◆ TO DO: Reproduce the stretch of rows below from the line containing "Task: mark each instance of the woman's eye" through the end of the rows, request line included, and return only those lines. Scale every point coordinate in the answers by 0.85, rounding to whole numbers with halves going up.

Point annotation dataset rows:
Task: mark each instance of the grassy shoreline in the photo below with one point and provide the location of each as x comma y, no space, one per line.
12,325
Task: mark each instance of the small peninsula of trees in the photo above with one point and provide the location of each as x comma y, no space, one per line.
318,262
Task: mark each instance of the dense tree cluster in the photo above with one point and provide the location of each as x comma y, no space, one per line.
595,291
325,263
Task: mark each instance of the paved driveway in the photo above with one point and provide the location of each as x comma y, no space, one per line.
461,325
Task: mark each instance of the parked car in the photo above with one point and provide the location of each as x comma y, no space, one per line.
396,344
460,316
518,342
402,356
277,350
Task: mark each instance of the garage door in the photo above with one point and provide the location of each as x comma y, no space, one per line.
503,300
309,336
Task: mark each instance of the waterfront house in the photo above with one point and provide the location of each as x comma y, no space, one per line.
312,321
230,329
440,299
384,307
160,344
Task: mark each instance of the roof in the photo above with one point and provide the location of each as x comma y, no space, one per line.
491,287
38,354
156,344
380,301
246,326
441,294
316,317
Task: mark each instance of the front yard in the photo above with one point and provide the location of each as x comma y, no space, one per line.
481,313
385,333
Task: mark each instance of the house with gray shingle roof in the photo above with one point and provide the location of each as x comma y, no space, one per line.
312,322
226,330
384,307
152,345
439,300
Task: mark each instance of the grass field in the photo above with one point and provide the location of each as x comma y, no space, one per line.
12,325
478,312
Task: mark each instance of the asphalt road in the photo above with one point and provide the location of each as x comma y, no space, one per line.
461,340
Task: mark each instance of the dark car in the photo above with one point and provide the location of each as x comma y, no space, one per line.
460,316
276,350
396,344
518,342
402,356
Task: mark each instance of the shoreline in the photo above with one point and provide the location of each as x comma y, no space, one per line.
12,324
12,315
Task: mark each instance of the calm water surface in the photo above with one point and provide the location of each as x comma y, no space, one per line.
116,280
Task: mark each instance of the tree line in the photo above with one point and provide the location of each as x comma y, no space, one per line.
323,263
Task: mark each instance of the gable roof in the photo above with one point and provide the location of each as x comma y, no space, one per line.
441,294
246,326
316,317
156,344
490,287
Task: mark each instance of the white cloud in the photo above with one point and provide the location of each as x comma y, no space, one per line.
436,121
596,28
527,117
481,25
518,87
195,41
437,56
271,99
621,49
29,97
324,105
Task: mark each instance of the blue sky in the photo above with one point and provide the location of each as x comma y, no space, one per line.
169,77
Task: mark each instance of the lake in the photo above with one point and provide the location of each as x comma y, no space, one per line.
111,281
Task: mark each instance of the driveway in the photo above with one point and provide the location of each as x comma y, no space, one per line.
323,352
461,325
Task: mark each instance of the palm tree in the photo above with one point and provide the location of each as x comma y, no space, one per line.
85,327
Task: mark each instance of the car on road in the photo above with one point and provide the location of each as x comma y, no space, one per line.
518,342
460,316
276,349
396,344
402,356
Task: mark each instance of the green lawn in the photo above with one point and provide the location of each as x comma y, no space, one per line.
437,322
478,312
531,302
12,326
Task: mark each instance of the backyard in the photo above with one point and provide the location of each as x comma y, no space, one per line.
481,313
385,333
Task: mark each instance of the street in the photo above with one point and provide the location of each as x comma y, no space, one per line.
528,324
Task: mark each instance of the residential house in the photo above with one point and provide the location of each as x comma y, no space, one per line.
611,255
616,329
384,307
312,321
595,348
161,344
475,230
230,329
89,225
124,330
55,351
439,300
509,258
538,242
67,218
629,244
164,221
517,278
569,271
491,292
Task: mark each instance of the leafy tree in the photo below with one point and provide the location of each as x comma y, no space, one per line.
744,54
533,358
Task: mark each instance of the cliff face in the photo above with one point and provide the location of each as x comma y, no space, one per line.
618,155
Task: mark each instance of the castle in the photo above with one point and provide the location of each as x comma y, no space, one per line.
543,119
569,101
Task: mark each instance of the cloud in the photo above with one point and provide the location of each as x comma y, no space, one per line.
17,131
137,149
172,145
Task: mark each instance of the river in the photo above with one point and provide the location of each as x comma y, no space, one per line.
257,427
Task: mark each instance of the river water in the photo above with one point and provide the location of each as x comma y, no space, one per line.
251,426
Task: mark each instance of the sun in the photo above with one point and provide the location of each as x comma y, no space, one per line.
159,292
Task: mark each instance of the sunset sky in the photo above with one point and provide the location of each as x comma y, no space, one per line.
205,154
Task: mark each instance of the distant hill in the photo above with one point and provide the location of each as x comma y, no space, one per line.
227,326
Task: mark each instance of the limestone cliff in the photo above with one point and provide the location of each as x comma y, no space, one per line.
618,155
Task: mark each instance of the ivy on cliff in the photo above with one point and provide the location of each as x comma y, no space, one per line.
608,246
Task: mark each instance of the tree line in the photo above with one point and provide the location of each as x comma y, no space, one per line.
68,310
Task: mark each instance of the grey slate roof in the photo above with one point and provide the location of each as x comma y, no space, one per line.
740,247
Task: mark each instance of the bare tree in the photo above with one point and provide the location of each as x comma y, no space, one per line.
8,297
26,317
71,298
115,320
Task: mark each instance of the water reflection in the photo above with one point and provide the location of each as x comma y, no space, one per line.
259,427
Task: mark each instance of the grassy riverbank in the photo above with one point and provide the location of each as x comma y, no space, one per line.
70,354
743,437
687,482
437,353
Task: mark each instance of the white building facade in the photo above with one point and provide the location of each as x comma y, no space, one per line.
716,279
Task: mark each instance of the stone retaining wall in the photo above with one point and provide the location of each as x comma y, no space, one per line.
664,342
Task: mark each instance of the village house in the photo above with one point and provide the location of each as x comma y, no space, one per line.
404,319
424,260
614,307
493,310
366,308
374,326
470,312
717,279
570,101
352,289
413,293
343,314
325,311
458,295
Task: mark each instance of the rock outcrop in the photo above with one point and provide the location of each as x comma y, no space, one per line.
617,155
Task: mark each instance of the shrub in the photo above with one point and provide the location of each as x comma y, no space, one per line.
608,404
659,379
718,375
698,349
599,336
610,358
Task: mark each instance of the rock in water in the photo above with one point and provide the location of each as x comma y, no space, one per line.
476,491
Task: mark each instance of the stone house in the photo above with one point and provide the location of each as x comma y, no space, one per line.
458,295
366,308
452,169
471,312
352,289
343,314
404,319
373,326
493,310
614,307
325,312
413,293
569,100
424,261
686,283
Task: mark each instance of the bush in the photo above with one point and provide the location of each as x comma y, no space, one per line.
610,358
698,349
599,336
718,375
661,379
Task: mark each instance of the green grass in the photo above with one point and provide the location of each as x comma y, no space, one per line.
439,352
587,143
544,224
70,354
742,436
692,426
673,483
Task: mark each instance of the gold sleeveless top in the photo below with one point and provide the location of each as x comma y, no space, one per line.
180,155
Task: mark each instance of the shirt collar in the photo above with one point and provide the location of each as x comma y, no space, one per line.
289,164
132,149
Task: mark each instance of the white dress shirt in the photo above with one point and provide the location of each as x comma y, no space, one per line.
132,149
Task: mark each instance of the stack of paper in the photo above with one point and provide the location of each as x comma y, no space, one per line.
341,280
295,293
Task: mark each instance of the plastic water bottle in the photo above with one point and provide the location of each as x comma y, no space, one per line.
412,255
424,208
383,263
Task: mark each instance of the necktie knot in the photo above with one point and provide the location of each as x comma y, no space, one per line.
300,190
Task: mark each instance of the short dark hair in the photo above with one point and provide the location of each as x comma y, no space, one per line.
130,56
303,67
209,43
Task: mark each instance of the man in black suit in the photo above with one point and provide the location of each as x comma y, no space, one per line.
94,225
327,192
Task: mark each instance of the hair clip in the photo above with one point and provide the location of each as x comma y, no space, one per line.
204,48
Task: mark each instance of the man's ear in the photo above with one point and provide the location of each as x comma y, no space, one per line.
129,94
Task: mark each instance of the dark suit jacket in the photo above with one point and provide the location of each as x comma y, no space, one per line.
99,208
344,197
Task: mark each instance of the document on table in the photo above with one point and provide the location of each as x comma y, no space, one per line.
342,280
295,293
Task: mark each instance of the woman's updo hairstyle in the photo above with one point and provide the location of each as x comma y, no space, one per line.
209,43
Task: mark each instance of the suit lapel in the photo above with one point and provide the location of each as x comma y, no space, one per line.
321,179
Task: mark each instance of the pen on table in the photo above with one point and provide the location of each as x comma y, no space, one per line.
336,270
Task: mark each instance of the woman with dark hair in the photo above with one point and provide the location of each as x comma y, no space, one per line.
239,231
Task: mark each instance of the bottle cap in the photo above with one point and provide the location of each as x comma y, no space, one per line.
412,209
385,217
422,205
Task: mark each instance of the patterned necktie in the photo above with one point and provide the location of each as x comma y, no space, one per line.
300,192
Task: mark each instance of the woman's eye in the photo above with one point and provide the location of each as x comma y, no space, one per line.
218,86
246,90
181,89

◆ RESPONSE:
Task: mark each instance of the woman's eye in the photo above with one point and provide the location of each as x comma y, no space, one per line.
185,73
209,77
154,76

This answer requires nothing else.